--- What is expected ---
Word for word, set down the entries that follow.

--- Provided records ---
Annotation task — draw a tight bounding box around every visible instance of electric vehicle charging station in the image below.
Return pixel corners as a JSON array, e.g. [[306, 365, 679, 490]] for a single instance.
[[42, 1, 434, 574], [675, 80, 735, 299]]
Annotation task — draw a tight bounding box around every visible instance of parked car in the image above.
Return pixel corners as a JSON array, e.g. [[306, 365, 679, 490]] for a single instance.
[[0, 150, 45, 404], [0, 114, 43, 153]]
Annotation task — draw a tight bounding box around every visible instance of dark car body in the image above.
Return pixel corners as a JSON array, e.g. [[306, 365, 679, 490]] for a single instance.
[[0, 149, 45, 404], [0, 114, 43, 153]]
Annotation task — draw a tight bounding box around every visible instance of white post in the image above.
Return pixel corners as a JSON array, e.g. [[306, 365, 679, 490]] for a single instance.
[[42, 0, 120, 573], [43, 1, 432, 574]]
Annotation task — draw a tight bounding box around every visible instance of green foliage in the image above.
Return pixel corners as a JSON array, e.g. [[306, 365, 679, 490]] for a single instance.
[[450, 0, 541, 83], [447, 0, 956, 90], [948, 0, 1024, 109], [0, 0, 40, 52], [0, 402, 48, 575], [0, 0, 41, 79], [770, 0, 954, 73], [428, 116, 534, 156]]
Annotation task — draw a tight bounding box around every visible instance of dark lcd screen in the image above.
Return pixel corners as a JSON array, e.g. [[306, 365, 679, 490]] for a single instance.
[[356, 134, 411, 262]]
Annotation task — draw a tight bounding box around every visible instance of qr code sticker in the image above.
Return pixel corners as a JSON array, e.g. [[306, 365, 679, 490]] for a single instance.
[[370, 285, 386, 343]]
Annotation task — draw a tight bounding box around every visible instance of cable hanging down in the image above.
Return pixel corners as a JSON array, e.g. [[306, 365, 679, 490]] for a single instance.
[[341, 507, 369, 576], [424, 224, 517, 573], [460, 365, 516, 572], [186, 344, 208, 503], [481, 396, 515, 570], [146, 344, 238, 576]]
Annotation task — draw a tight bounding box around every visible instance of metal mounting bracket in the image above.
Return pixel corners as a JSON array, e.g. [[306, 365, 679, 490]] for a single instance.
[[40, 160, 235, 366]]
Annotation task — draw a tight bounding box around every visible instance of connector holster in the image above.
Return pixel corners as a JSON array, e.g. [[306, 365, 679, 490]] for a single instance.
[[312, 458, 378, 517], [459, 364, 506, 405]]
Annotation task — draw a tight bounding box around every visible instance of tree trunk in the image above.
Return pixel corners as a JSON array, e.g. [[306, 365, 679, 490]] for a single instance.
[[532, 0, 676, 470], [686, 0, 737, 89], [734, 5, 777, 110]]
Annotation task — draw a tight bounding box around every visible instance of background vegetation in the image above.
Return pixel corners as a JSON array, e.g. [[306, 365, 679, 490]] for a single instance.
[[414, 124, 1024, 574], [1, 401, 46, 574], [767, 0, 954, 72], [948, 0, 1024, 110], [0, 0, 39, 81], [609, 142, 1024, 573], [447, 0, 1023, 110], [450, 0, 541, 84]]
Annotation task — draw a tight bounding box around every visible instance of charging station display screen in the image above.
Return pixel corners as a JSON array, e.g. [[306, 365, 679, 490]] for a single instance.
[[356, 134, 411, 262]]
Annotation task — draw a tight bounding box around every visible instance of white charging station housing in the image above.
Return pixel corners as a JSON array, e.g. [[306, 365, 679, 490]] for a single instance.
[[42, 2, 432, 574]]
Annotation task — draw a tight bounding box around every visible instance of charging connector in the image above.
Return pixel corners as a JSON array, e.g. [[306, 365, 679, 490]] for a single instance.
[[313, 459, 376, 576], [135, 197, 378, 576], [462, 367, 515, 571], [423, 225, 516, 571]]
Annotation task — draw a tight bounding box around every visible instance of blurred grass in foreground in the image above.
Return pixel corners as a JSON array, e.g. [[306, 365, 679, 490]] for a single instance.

--- Answer for this exercise ---
Annotation task — draw a tight bounding box around every visible instance of electric vehicle charging station in the image below.
Return pixel corners as a JSON array, e.g. [[306, 365, 679, 490]] for a single instance.
[[42, 1, 434, 574], [675, 80, 735, 299]]
Annotation task — draw a tight bounding box around every visible instance of parked car in the image above.
Return pixel corners as a JSON array, e.g. [[306, 365, 679, 490]] for a single instance.
[[0, 150, 45, 404], [0, 114, 43, 153]]
Annotation task — draw a tight bounding box around every visible instance of dark car body in the image above.
Return pixel corners as a JSON array, e.g. [[306, 365, 679, 490]] for a single instance.
[[0, 149, 45, 404], [0, 114, 43, 153]]
Annotation task — draw a tight bounding box around every visible instance of white post in the image above.
Return pixel corners as a JSON array, e.g. [[306, 365, 679, 490]] for a single instance.
[[42, 0, 120, 573], [43, 1, 432, 574]]
Annotation task — draw a tight bounding box around every visible instance of green foliage in the image above.
Return pixel corners as a JSON array, e.g. [[306, 365, 679, 490]] for a single instance.
[[450, 0, 541, 83], [447, 0, 956, 90], [948, 0, 1024, 109], [0, 0, 40, 52], [0, 402, 48, 575], [0, 0, 41, 79], [770, 0, 954, 73], [428, 116, 534, 156]]
Annotation task — draw a tight bounding box around every visible instance of dark lcd screen in the image above.
Return pixel corners as a JSON array, e.g. [[306, 365, 679, 490]] for a single instance.
[[356, 134, 411, 262]]
Annotation task — draw a tight bounding box around every visible instance of qr code sticker in the image above.
Return pixel corners as a JSON array, e.g. [[306, 365, 679, 490]] for a single instance.
[[370, 285, 386, 343]]
Annotation task — draw a tight bounding box around every visible instance of cable hanging down in the image above.
Return pixel corners as a JSON array, e.g. [[306, 365, 679, 490]] for a single instance.
[[341, 507, 369, 576], [424, 224, 517, 573], [460, 365, 516, 572], [186, 344, 208, 503], [481, 396, 515, 570], [146, 344, 238, 576]]
Annotation task — draw a tight bounding box around every visible instance of metal mounting bracket in the image above.
Return pixel corners as a JSON array, e.g. [[306, 365, 679, 490]] for a single instance.
[[40, 160, 235, 366]]
Annotation task — draw a tight bounding box around every visible instance of connector holster in the image above.
Return pixel corners as a JSON array, e.g. [[306, 365, 679, 490]] for a single instance.
[[312, 458, 378, 517], [459, 364, 506, 405]]
Annotation task — draw a tight bounding box around every visible instance of tree trunk in the image above.
Return pixel corners as a JSON array, e.g. [[306, 365, 679, 490]] for a single instance.
[[532, 0, 676, 470], [686, 0, 737, 89], [734, 5, 777, 110]]
Annotation task — draw a tight bounding box around every visible instance of background vegetation in the image above.
Return pixel corners as a JSON array, e.g. [[306, 365, 679, 490]] for a single instance.
[[414, 124, 1024, 574], [1, 401, 46, 574], [767, 0, 954, 72], [948, 0, 1024, 110], [0, 0, 39, 81], [609, 142, 1024, 573], [447, 0, 1023, 110], [450, 0, 541, 84]]
Annotation task — draw a tight bounding box around every visible instance of charging station display screen in the image above.
Return pixel corners as a JSON array, e.g. [[306, 365, 679, 490]] for a single instance.
[[356, 134, 411, 262]]
Annotation task — draw a tight bounding box around every visible instance of white charging station housing in the image above.
Return pixel corners as a JSON array, e.g. [[306, 365, 679, 490]] for a single instance.
[[42, 2, 432, 574]]
Annotation task — draw a tight bounding box around every visible instance of charging connector in the image above.
Return pixel corners as a JSON array, e.g. [[306, 365, 679, 490]] for a single instance.
[[313, 459, 376, 576], [135, 197, 378, 576], [462, 367, 515, 571], [423, 225, 516, 571]]
Annotation task — draw a tight bounding box around every visible instance of blurred grass in foreground in the image above.
Return pixel corners as a JSON array, e.g. [[306, 365, 679, 490]] for a single instance.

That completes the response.